# Cheeseboroughs not rated?



## gafftaper (Oct 29, 2019)

My local theater supplier tells me that they are no longer selling the traditional iron cheeseboroughs that you get for a little under $20 each. Instead they are carrying an aluminum cheeseborough that costs $60. The reason is that the iron ones are not rated for overhead use. 

What are your thoughts? 

Especially curious what @egilson1 and @What Rigger? have to say


----------



## BillConnerFASTC (Oct 29, 2019)

I don't think I've ever seen an iron cheeseborough, only cast and milled aluminum. Any links?


----------



## gafftaper (Oct 29, 2019)

BillConnerFASTC said:


> I don't think I've ever seen an iron cheeseborough, only cast and milled aluminum. Any links?



Yeah I was thinking the same thing but decided to post exactly as I was told by the vendor. I haven't worked with a lot of cheeseburgers, and It's been about 8 years. But the one's I have worked with I don't remember being iron.


----------



## Footer (Oct 29, 2019)

Ya, sure. Why not. 

Most R&R shows that I come into contact with them are using the lightsource milled ones, but that has more to do with not crushing truss then anything else. 

I guess the millions of scaffold towers that are held together with this things that people walk under all the time are bad now?


----------



## gafftaper (Oct 29, 2019)

Footer said:


> I guess the millions of scaffold towers that are held together with this things that people walk under all the time are bad now?


That's what I was thinking...

Looking for a good argument against going with what we've been using for decades.


----------



## BillConnerFASTC (Oct 30, 2019)

__DATASET SECTION__.
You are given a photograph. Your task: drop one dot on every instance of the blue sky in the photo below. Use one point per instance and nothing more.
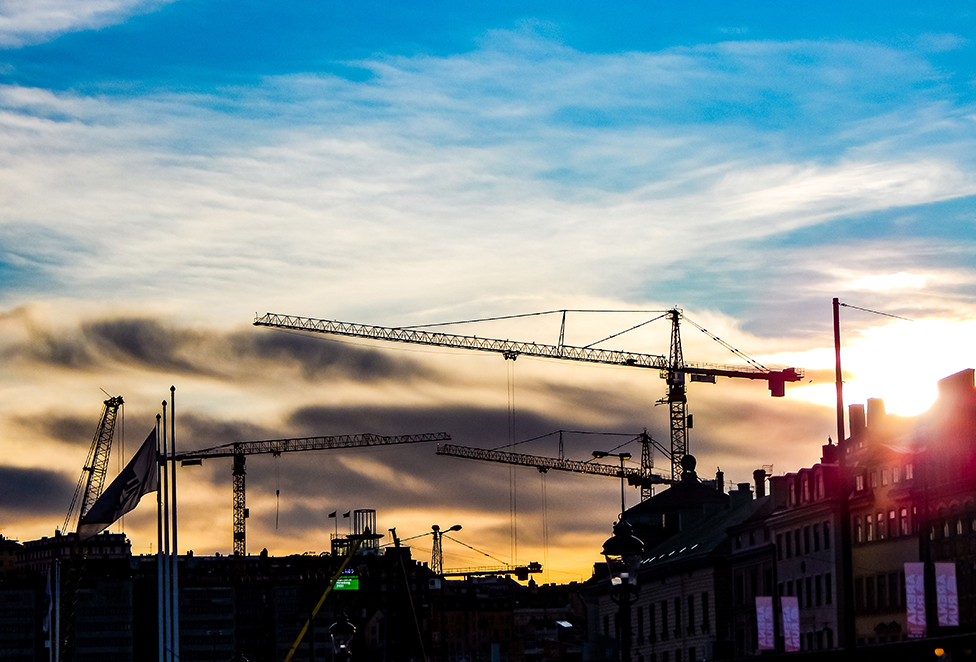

__WHAT TO WORK ON__.
**A.** Answer these questions from the cheeseborough thread.
(i) What price does the supplier charge for the aluminum cheeseborough?
(ii) Which types of cheeseborough does BillConnerFASTC say he has seen?
(iii) According to Footer, what is the main reason R&R shows use the milled ones?
**B.** Carry on the cheeseborough thread from its final line.
The data above stands apart from the cheeseborough thread.

__FINAL ANSWERS__.
**A.**
(i) $60.
(ii) Cast and milled aluminum.
(iii) To avoid crushing truss.

**B.**
I briefly looked for any "overhead" rating of any cheesborough and found nothing on line. Sure would like to see it.


----------



## Van (Oct 30, 2019)

BillConnerFASTC said:


> I don't think I've ever seen an iron cheeseborough, only cast and milled aluminum. Any links?


You've never seen one of these?


----------



## BillConnerFASTC (Oct 30, 2019)

It is steel - same as iron to some - and claims it "meets OSHA standards"(as well as CSA and ANSI):

_Features
Heavy duty galvanized steel for maximum corrosion resistance
Dual 90 degree bolt on clamp has a range of 1.66 to 1.90 in.
Will work with both standard and arched MetalTech frames
Meets OSHA standards
_
I suspect there is a difference between this being used for cross bracing - its labeled purpose - versus supporting live loads directly - and also being a part of a system. Someone else can research this. You need to get a definition of

gafftaper said:


> not rated for overhead use.


 (And certainly this shouldn't deter anyone that uses grade 30 chain for overhead lifting. i.e.: trim chains.)

I do quickly find a "Global Truss Pro Swivel Clamp" at Full Compass for $23 that is rated for 1100 pounds. Same rating as the Light Sources aluminum at $38.95. Doughty is 1653 pounds and $93 at Sapsis. I'd use Light Sources or Doughty, but then I use their rated c-clamps, and not ETC's unrated iron ones.

Load ratings are anything but simple.


----------



## SteveB (Oct 30, 2019)

Footer said:


> Ya, sure. Why not.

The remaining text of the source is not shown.